---- Material for this exercise

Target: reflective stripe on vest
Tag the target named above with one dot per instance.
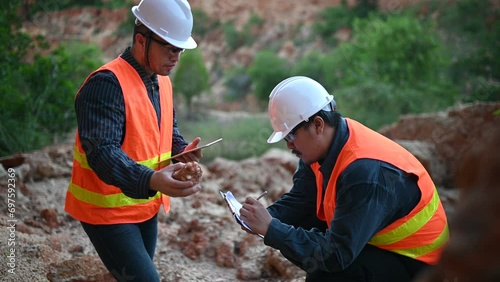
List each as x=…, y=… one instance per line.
x=421, y=234
x=112, y=200
x=88, y=198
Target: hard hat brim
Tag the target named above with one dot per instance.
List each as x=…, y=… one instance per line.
x=187, y=44
x=276, y=136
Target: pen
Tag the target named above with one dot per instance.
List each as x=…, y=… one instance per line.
x=261, y=195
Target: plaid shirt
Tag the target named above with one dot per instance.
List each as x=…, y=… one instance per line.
x=100, y=112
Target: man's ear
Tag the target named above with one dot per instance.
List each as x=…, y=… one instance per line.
x=319, y=124
x=140, y=39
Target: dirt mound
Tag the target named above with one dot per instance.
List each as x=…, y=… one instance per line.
x=198, y=240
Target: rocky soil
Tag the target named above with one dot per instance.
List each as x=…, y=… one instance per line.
x=199, y=240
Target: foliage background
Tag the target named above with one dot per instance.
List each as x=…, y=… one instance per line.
x=395, y=63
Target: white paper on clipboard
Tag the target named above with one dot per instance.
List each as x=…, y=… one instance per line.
x=192, y=150
x=234, y=207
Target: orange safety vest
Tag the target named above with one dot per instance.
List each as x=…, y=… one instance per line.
x=88, y=198
x=423, y=233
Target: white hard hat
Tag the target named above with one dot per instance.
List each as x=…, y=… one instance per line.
x=171, y=20
x=293, y=101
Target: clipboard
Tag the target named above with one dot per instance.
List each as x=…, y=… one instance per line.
x=235, y=206
x=189, y=151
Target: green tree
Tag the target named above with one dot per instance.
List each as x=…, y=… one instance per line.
x=394, y=65
x=191, y=77
x=36, y=105
x=266, y=72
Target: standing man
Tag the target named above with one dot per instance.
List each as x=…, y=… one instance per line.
x=126, y=128
x=361, y=208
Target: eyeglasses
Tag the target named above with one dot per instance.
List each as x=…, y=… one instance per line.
x=290, y=137
x=172, y=50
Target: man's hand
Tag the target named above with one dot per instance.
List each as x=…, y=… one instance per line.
x=194, y=156
x=255, y=215
x=163, y=182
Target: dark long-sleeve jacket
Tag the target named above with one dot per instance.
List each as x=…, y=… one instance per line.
x=100, y=112
x=371, y=194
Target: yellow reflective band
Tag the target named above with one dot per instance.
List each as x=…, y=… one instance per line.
x=151, y=163
x=423, y=250
x=409, y=227
x=106, y=201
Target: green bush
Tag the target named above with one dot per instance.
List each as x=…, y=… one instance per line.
x=376, y=104
x=474, y=44
x=237, y=82
x=191, y=76
x=39, y=97
x=266, y=72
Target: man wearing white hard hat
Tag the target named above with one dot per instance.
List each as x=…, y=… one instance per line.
x=361, y=208
x=126, y=132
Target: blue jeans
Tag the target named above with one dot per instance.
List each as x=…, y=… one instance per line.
x=127, y=250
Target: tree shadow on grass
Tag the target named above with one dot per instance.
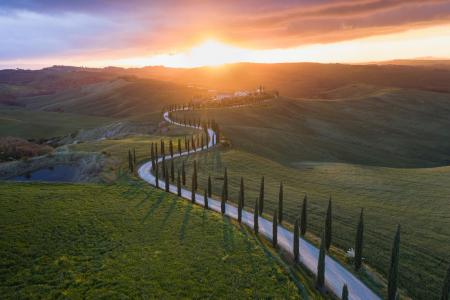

--------

[Required work]:
Give back the full listing above word for word, and let no picture through.

[Exercise output]:
Target: reflective stripe on vest
Tag the target named above with one dot per instance.
List each as x=…, y=… one instance per line.
x=421, y=234
x=112, y=200
x=88, y=198
Target: hard hat brim
Tag the target named above with one dot per instance.
List each as x=…, y=… one instance per line.
x=187, y=44
x=276, y=136
Target: pen
Tag the target named above with one dot per instance.
List each as x=…, y=… one instance per line.
x=261, y=195
Target: plaid shirt
Tag the target named above with one dot per instance.
List each as x=…, y=… one instance per line.
x=100, y=112
Target: man's ear
Tag the target named above with one dot per instance.
List each as x=…, y=… one instance per line.
x=319, y=124
x=140, y=39
Target: dirt mound
Tag the target named above with one dot per instance.
List each as x=…, y=… one instance per line.
x=198, y=240
Target: rocky soil
Tag the target named above with one dot per instance.
List each as x=…, y=… one instance per line.
x=199, y=240
Target: foliage background
Tag the target named above with one dot per instance.
List each as x=…, y=… one instance per line.
x=395, y=63
Target: white paper on clipboard
Tag the target named above with one dot per instance.
List each as x=…, y=… one instance per line.
x=192, y=150
x=234, y=207
Target: orange safety vest
Tag the target named above with one dot per instance.
List each as x=…, y=… one instance per line.
x=88, y=198
x=423, y=233
Target: white hard hat
Tag the target named above with one dot per instance.
List each as x=…, y=… one instance per line.
x=171, y=20
x=293, y=101
Target: clipboard
Tag the target named above with one dot per instance.
List each as x=…, y=… one instance per line.
x=235, y=206
x=189, y=151
Target: green tree
Tag the target named above with one dot per instance.
List each as x=…, y=… one instance per line.
x=394, y=65
x=191, y=77
x=36, y=105
x=266, y=72
Target: standing man
Tag the target named above with one dot per instance.
List each as x=…, y=… one instance per line.
x=126, y=128
x=361, y=208
Target: eyeglasses
Tag the target named above with one dot per instance.
List each as x=…, y=… one instance per line.
x=290, y=137
x=172, y=50
Target: man's hand
Tag the target named above with one dot per instance.
List each as x=…, y=… one instance per line.
x=194, y=156
x=255, y=215
x=163, y=182
Target: dark long-sleeve jacket
Tag the target named above with one dot per instance.
List each as x=…, y=… one instance per line.
x=100, y=112
x=371, y=194
Target: yellow reflective band
Tag the target named above with one dot per instance.
List each as x=…, y=… one instance per line.
x=151, y=163
x=423, y=250
x=409, y=227
x=106, y=201
Target: green bush
Tag the target named above with one dot per instance.
List each as x=…, y=… one instance per line.
x=376, y=104
x=474, y=44
x=237, y=82
x=191, y=76
x=39, y=97
x=266, y=72
Target: man wearing white hard hat
Tag the target named above with one dot per instance.
List each as x=…, y=… one instance per line.
x=361, y=208
x=126, y=132
Target: blue jeans
Tag the target named above with one dot per instance.
List each as x=…, y=… one instance per line.
x=127, y=250
Target: tree shadow on grass
Tag the target named above with one dot per instance.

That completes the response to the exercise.